• [PROVIDED PASSAGE]:
[Start of Attachment]
As the increasing number of COVID-19 cases makes Arizona one of the worst hot spots in the nation, the Arizona Interscholastic Association announced last Friday that the high school fall sports season will be delayed up to three weeks.
The AIA’s preliminary plans to make modifications are in accordance with Governor Ducey’s executive action to delay the start of in-person schooling until Aug. 17, which will serve as the start of the AIA fall season, at least for now.
In an email to media members, AIA Sports Information Coordinator Seth Polansky wrote, “plans are in place to finish all fall sports seasons on time and in full with modifications. Some of these ideas, among others, will be taken to the leadership of each conference,” before adding “nothing is finalized yet.”
According to the email, football in the 2A-6A conferences would play an 8-10 game schedule, commencing on Sept. 7, three weeks later than the original Aug. 21 start of the season. 1A football, which includes Copper Area schools Superior, Hayden, Ray, and San Manuel, “is currently looking at modifications, if necessary.”
[End of Attachment]
• [EXERCISES TO COMPLETE]:
A - In the passage about the delayed Arizona fall sports season, rewrite the stretch from "As the increasing" through "least for now.", renaming "Governor Ducey" as "the governor".
B - According to the passage about the delayed Arizona fall sports season, on what date would football in the 2A-6A conferences commence?
C - Translate this sentence from the passage about the delayed Arizona fall sports season into Spanish: "According to the email, football in the 2A-6A conferences would play an 8-10 game schedule, commencing on Sept. 7, three weeks later than the original Aug. 21 start of the season."
The lines have no connection to the passage about the delayed Arizona fall sports season.

• [DATA RECORDS]:
[Start of Attachment]
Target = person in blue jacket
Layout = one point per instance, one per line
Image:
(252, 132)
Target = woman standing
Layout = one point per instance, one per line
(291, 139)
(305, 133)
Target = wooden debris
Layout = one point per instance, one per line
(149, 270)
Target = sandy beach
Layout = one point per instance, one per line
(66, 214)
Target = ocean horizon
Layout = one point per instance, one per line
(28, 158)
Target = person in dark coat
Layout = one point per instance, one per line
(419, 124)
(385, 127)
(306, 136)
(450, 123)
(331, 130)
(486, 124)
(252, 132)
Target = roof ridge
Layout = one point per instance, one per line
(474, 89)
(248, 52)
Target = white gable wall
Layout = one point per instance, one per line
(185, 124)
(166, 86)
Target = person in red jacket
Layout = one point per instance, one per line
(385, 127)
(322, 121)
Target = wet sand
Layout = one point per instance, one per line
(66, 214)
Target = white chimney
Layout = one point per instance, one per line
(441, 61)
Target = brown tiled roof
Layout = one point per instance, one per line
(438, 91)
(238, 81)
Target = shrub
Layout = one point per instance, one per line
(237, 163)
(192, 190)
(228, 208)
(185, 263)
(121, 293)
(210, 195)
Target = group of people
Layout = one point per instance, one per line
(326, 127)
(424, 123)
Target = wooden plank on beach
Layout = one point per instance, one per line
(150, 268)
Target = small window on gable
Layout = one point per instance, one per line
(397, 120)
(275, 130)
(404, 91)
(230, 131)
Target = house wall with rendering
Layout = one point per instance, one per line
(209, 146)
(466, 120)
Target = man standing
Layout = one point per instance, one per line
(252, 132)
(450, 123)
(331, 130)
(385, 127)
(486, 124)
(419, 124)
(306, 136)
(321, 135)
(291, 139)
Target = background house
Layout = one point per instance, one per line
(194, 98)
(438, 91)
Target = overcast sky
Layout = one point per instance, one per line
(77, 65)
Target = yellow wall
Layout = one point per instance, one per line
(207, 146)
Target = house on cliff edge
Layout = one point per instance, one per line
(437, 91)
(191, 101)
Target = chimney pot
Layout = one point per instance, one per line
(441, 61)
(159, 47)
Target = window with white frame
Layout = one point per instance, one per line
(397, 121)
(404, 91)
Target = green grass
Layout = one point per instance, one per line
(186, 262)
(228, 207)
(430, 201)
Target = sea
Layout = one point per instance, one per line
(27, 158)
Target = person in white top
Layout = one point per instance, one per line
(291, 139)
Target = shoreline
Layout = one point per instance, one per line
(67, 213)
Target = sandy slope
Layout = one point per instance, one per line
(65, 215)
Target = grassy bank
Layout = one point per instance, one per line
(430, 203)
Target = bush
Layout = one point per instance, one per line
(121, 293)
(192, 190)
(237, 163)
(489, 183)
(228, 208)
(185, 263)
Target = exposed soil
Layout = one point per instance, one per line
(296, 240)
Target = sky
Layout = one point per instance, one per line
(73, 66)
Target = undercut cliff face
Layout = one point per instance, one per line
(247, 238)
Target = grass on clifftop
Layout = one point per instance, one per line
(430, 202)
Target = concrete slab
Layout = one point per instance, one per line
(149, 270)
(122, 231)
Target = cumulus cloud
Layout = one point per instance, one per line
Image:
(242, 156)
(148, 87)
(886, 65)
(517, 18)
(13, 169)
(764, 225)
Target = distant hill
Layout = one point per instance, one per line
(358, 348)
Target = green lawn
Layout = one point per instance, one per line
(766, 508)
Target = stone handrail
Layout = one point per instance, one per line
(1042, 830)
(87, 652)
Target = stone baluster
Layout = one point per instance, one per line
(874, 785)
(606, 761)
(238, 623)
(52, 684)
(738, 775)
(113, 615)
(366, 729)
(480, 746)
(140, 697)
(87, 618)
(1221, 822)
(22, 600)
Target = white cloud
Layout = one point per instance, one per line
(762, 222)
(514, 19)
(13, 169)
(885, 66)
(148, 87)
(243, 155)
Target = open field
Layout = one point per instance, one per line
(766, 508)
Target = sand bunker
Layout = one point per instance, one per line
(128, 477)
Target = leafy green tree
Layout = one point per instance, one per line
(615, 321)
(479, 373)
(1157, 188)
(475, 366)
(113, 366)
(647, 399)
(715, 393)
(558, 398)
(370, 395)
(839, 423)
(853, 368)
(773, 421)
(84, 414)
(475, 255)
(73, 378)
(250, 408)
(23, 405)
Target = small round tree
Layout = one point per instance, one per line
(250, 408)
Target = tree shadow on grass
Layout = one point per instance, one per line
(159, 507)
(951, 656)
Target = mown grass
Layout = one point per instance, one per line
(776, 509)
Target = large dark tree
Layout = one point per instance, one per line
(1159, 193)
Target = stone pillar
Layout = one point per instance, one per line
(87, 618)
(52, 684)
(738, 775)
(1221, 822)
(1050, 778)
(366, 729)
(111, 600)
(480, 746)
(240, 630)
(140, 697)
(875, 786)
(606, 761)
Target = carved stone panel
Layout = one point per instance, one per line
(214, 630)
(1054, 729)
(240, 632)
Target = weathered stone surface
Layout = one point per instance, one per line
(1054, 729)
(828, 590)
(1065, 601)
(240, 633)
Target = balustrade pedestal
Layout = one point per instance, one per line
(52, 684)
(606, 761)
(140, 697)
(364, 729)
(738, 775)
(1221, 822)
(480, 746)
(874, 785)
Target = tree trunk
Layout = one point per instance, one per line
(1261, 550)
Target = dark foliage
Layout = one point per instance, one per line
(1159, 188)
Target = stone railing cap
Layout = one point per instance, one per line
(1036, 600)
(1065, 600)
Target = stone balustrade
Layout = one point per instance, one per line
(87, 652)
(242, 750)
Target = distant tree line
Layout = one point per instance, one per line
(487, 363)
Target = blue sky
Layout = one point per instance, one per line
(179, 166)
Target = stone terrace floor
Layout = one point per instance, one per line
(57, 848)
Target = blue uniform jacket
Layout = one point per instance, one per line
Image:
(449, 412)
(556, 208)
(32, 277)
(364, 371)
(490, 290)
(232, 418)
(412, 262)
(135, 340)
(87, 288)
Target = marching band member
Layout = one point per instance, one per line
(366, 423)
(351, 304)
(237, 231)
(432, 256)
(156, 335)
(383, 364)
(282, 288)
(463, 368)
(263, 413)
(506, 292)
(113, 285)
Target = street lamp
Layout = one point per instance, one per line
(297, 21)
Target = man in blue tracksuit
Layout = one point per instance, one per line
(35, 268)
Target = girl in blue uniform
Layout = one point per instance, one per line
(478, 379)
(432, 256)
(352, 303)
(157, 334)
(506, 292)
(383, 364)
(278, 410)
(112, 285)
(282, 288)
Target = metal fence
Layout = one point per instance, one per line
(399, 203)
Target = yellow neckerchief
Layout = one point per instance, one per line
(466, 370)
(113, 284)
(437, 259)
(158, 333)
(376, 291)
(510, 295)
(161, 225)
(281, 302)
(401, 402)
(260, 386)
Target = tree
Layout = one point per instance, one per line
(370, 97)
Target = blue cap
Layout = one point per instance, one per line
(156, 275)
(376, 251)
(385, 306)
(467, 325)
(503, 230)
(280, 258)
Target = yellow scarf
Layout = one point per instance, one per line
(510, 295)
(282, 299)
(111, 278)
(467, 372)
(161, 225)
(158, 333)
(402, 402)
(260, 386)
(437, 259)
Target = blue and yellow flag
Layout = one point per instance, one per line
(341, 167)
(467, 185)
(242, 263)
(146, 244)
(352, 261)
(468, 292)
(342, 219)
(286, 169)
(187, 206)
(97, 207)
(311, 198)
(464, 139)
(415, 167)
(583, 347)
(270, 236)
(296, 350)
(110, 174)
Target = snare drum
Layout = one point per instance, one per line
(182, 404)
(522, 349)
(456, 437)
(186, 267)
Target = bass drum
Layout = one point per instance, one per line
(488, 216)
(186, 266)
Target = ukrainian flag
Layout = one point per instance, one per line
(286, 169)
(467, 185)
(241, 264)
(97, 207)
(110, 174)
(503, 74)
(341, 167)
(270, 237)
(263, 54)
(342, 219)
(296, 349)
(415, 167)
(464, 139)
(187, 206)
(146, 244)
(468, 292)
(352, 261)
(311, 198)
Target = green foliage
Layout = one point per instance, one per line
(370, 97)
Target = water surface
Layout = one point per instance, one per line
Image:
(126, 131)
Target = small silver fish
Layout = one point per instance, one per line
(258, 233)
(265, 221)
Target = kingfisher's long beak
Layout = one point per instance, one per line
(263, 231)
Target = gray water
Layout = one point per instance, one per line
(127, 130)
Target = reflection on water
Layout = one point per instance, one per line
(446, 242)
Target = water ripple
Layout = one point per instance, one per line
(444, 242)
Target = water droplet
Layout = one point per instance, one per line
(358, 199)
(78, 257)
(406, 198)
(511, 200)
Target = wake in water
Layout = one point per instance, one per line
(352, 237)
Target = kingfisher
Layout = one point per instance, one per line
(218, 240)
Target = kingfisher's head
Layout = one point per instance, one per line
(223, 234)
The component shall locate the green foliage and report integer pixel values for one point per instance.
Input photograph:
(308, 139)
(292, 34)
[End of Attachment]
• [RESULTS FOR THE EXERCISE]:
A -
As the increasing number of COVID-19 cases makes Arizona one of the worst hot spots in the nation, the Arizona Interscholastic Association announced last Friday that the high school fall sports season will be delayed up to three weeks.
The AIA’s preliminary plans to make modifications are in accordance with the governor’s executive action to delay the start of in-person schooling until Aug. 17, which will serve as the start of the AIA fall season, at least for now.

B - Sept. 7

C - Según el correo electrónico, el fútbol americano en las conferencias 2A-6A jugaría un calendario de 8 a 10 partidos, que comenzaría el 7 de septiembre, tres semanas más tarde que el inicio original de la temporada, el 21 de agosto.